Return the entries below in their exact form, leaving the pictures out.

····················

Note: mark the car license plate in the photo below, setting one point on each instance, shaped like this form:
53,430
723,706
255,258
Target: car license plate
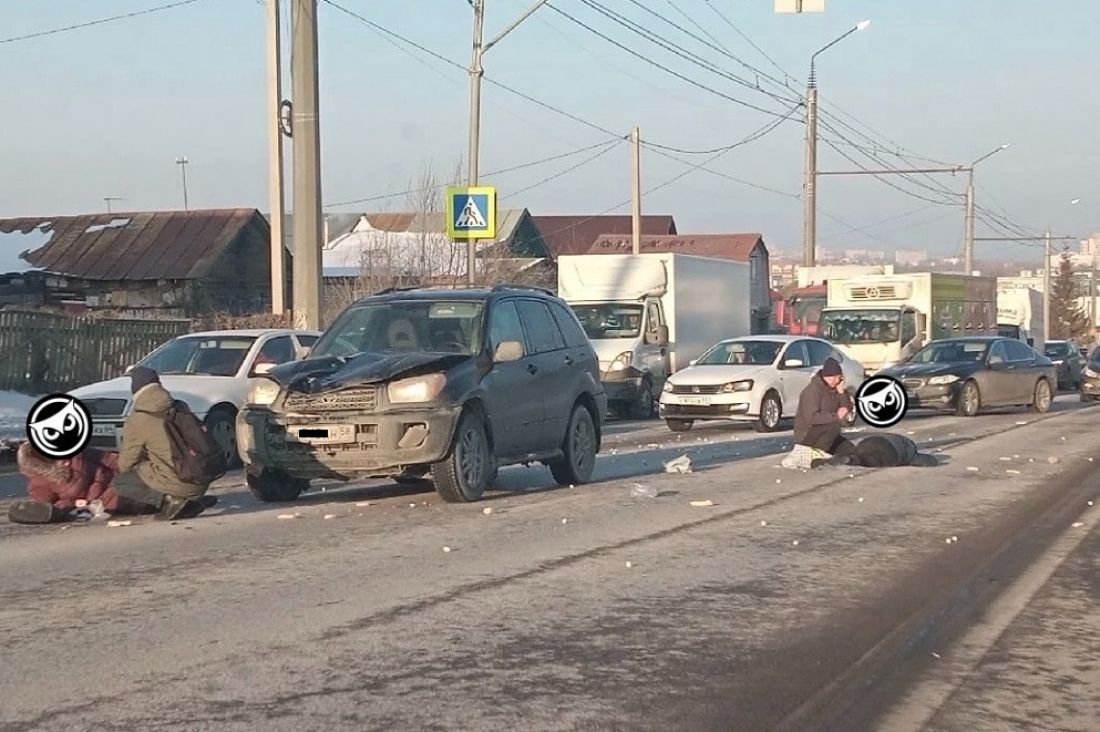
322,434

····················

▸ Response to this task:
Note: mark the car license plate in the photo below, setting one point on each instance, shaped like this form:
53,430
723,706
255,258
Target: car license plate
322,434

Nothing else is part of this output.